[Work required]: Transcribe each record exactly, but omit pictures.

-.-.-

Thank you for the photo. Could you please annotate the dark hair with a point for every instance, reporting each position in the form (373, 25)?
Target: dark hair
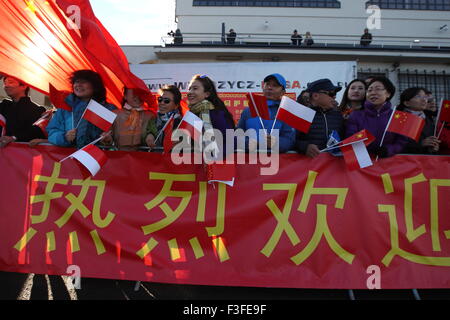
(388, 85)
(409, 94)
(94, 79)
(209, 86)
(21, 83)
(174, 91)
(344, 101)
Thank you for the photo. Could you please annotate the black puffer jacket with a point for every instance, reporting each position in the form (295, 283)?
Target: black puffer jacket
(323, 124)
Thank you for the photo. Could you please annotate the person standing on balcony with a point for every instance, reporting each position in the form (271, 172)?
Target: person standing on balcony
(309, 41)
(231, 37)
(366, 38)
(178, 37)
(296, 38)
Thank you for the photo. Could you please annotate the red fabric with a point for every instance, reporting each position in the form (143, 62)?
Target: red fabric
(167, 142)
(259, 108)
(40, 44)
(312, 225)
(444, 114)
(406, 124)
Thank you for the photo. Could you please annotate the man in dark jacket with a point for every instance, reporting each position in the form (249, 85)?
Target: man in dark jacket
(322, 98)
(20, 113)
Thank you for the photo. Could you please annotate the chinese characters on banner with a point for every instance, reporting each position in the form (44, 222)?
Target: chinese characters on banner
(313, 225)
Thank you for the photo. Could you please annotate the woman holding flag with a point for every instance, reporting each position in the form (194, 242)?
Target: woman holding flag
(69, 128)
(375, 118)
(414, 100)
(128, 130)
(169, 114)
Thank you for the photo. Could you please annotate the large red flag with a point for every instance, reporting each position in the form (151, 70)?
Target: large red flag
(444, 113)
(406, 124)
(45, 41)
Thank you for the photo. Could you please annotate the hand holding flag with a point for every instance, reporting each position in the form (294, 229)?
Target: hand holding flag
(295, 115)
(192, 124)
(98, 115)
(406, 124)
(90, 156)
(355, 152)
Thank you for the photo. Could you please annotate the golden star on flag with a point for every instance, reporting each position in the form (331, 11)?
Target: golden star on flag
(30, 5)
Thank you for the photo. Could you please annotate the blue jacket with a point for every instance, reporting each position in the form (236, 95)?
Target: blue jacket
(286, 132)
(64, 121)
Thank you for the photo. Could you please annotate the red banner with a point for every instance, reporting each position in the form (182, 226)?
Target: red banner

-.-.-

[Solution to this task]:
Thank you for the photo. Could you please annotate the dark hair with a point for every instance, reporting each position in the form (373, 25)?
Target: dark hair
(388, 85)
(409, 94)
(94, 79)
(209, 86)
(21, 83)
(174, 91)
(344, 101)
Thank you for the photo. Could you please annotate the black puffer jacket with a point for every instance, reporting each position in the form (295, 283)?
Target: black puffer jacket
(323, 124)
Thank you for the photo. Could you please annotate the person standing on balcony with a point for every instance, reporting each position in the form (271, 172)?
Target: person standing on balcony
(309, 41)
(231, 37)
(366, 38)
(178, 37)
(296, 38)
Thank you for the photo. Could you please annotate the red fabric with a point for every instance, reporting each position in the form (143, 62)?
Target: red fabric
(167, 142)
(259, 108)
(40, 44)
(312, 225)
(444, 114)
(406, 124)
Thank you for the photo. Could you please annotate the man in dark jacket with a point for every instance, reporting each position in the form (249, 85)?
Target: man in dark jacket
(322, 98)
(20, 113)
Thank you for the photo. Could you please annotate the chinese characters on banner with a point for every instance, reporting each position in the form (44, 222)?
Target: chinese characters on banner
(313, 225)
Thank you for the photo. Could you please annotate the woman holding flag with a point for every instance, reporting each position in the form (194, 242)?
Target: woman holding flag
(69, 128)
(375, 118)
(414, 100)
(128, 130)
(169, 114)
Thank you for the photo. Could you please annotate the large red flag with a point for every instance, reporting each position in the form (151, 70)?
Target: large red flag
(444, 113)
(406, 124)
(45, 41)
Thank you for the photo. Could you please annotate the hand holding flag with a point for every instance, reporting each position in the form (294, 229)?
Target: hand holding flag
(295, 115)
(192, 124)
(98, 115)
(406, 124)
(90, 156)
(355, 152)
Thank you for the photo. Could you please annotate the golden star on flag with a point for every instance, reporting each position in the form (331, 11)?
Target: golden star on flag
(30, 5)
Thank you for the photo. Could you please annotate the blue jacket with a point for every instance, reporting each position in the form (236, 95)?
Target: blue jacket
(286, 132)
(64, 121)
Thank you for the photo. Could you please annotate the red banner with a point for every instance, reporting each position in the form (182, 226)?
Target: red banner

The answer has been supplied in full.